• _Task statement_:
Copy the passage of the Lynnwood crash article word for word, starting at "As of Wednesday" and ending at "spokesperson Joanna Small.".

• _Document passage_:
※ ※ ※

Man with previous DUI arrests suspected of vehicular assault

The man, 51, is suspected of drinking before a crash with a motorcycle on Highway 99 in Lynnwood.

LYNNWOOD — A man with three previous DUI arrests in the last 10 years was arrested Tuesday night following a crash in Lynnwood that sent a motorcyclist to the hospital with broken bones and other injuries.

As of Wednesday afternoon, the injured motorcyclist’s condition was listed as “critical but stable,” according to Lynnwood Police Department spokesperson Joanna Small.

A Shoreline man, 51, was arrested and booked into the Snohomish County Jail for investigation of vehicular assault, driving under the influence, an ignition interlock violation and driving with a suspended license.

The crash occurred around 10 p.m. Tuesday on Highway 99 when the northbound motorcycle crashed into the passenger side of the southbound van as it attempted to turn left onto 52nd Avenue.

First responders arrived to find a woman sitting with the injured motorcyclist on top of the van, according to police reports. The woman was driving past as the crash happened, she reported, and she stopped to see if the drivers were OK. She climbed up on top of the van to tend to the injured man. She explained she was a nurse and that she was holding the man’s neck to stabilize it. The man suffered a cut to the neck, she reported, and it did “not look good.”

The motorcyclist, 21, was transported to Harborview Medical Center in Seattle. It was reported he suffered broken bones, a cut to his jugular vein and possible internal injuries.

The van driver reportedly told police he heard somebody honking at him as he tried to take a left turn onto 52nd. He stopped the van. A motorcycle crashed into him, he reported, and he couldn’t “remember how or what happened,” according to court papers.

Police asked the Shoreline man if he’d had anything to drink that night. He reported he’d had two beers about an hour and a half before the crash at a bar in Everett. His eyes appeared glazed, according to police reports. Police asked him if he would be able to complete sobriety tests, and the man reported he was dizzy and did not think he would be able to. Officers reported the van driver appeared “clearly shaken up,” and that he cried and asked if the motorcycle driver was OK.

※ ※ ※

• _Given material_:
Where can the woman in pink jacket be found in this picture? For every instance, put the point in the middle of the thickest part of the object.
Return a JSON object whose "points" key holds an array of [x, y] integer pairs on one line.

※ ※ ※

• _Solution_:
As of Wednesday afternoon, the injured motorcyclist’s condition was listed as “critical but stable,” according to Lynnwood Police Department spokesperson Joanna Small.